<<<<
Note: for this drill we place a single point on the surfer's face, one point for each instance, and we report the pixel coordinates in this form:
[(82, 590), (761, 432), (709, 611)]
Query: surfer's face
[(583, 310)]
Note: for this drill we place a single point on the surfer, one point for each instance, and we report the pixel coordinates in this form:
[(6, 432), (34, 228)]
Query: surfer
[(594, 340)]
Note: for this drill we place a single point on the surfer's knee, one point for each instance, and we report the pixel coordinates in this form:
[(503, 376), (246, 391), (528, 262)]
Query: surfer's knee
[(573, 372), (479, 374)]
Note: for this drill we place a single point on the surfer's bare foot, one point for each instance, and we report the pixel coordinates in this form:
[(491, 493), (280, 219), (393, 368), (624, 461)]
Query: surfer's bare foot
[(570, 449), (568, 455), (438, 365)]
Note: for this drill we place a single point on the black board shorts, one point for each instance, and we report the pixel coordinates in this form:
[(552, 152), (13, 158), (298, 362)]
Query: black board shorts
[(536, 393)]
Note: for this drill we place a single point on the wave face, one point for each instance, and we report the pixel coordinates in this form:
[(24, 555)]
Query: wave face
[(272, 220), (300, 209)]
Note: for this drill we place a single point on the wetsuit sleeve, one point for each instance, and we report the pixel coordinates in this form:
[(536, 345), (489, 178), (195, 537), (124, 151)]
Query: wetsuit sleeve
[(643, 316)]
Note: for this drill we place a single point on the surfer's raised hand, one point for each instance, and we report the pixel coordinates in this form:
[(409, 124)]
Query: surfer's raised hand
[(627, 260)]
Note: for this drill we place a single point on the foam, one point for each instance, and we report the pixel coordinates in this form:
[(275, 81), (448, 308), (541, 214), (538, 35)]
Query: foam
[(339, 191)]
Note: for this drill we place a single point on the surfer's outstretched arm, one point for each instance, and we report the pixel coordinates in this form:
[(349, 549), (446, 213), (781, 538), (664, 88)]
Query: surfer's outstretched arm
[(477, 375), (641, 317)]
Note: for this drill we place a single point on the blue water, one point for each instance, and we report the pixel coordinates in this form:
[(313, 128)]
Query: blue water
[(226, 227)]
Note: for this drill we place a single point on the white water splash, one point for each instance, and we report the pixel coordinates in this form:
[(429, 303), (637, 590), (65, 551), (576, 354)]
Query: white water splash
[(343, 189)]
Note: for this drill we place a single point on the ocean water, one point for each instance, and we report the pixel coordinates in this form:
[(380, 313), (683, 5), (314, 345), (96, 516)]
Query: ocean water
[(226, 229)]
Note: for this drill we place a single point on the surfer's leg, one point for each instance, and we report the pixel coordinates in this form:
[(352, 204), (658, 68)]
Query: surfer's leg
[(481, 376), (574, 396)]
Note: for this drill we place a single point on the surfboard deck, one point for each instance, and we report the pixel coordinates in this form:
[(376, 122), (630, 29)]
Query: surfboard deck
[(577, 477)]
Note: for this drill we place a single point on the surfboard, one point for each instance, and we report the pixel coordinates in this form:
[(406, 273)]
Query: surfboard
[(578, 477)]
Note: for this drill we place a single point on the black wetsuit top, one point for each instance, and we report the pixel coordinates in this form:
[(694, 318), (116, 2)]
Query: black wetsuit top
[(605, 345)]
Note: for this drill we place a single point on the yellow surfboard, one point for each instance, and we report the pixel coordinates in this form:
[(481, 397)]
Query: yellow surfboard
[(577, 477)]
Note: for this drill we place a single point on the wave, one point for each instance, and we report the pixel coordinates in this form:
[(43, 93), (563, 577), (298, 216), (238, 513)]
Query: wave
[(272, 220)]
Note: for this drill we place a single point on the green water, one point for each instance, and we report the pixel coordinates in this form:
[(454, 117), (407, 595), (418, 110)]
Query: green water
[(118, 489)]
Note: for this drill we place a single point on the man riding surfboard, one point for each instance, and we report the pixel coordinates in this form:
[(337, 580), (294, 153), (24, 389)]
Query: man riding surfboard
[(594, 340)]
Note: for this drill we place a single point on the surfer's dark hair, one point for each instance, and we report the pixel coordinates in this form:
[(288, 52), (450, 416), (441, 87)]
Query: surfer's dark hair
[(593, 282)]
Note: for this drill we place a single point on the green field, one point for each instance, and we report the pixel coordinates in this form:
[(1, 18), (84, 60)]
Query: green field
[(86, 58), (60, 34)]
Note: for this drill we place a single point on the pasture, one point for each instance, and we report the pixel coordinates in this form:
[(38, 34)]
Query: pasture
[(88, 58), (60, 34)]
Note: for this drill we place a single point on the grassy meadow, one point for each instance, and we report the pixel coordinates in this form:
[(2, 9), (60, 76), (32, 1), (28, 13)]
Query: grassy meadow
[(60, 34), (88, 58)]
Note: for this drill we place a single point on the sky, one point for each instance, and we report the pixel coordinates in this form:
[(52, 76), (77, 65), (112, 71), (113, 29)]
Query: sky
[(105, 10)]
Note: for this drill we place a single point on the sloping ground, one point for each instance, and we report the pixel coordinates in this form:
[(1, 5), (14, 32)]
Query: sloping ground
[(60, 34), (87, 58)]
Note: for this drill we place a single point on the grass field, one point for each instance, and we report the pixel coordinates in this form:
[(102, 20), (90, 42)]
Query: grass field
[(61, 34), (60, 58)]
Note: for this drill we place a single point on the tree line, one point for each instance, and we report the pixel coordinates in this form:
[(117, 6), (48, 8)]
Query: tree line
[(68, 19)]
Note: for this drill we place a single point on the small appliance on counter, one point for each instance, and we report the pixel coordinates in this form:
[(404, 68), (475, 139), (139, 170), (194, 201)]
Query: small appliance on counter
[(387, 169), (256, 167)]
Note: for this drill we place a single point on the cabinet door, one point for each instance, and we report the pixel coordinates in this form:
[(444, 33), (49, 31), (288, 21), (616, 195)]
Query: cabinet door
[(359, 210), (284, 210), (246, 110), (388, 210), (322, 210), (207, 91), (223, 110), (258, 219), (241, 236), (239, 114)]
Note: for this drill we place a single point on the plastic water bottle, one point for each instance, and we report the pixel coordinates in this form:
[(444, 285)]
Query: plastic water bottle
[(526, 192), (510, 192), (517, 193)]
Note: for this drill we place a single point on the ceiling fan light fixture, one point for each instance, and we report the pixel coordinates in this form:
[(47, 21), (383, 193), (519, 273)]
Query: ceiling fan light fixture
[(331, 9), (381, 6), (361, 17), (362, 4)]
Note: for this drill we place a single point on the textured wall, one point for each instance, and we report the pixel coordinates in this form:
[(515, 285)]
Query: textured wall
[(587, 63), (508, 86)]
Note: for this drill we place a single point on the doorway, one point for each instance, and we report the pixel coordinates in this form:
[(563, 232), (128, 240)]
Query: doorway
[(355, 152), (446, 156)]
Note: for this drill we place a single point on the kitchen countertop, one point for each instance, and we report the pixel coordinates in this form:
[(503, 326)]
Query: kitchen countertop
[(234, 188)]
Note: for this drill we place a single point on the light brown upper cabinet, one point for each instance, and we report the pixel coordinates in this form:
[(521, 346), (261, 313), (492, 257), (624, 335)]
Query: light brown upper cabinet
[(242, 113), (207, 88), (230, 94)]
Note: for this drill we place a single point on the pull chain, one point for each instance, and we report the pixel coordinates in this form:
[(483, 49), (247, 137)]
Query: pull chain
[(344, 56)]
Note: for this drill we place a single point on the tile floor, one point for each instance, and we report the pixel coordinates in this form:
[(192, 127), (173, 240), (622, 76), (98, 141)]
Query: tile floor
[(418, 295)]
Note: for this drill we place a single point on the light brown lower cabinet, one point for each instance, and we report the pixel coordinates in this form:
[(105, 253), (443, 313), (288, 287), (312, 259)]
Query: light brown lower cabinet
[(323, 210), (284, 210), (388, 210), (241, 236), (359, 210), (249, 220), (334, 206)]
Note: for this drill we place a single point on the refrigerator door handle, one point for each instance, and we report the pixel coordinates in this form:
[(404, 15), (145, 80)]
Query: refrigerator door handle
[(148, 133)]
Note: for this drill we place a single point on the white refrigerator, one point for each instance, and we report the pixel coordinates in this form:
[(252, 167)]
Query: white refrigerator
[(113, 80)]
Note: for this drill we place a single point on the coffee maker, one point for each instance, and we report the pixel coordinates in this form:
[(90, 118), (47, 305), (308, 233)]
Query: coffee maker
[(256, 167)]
>>>>
- _Given problem_: Can you repeat, word for word, the entries above from the line containing "the surfer's outstretched" up to and including the line containing "[(226, 229)]"?

- _Reply to the task_:
Note: for this drill we place a single point on the surfer's outstretched arm, one point for each instance, and we report the pixel coordinates in this form:
[(349, 549), (446, 213), (781, 538), (664, 88)]
Query: surfer's outstretched arm
[(477, 375), (641, 317)]
Note: for this drill we place a single point on the blue water, one point for each instance, and we report the pixel coordinates in this form:
[(313, 128)]
Query: blue water
[(226, 227)]
Note: for this drill we place a single point on the white water splash, one point for each instance, and we report the pixel coordinates in this form:
[(429, 303), (637, 590), (65, 551), (576, 354)]
Query: white water splash
[(343, 189)]
Note: for this drill we place a single point on the ocean water, one point for each instance, and we report the pixel coordinates in this form:
[(380, 313), (683, 5), (314, 345), (96, 516)]
Query: ocean water
[(226, 229)]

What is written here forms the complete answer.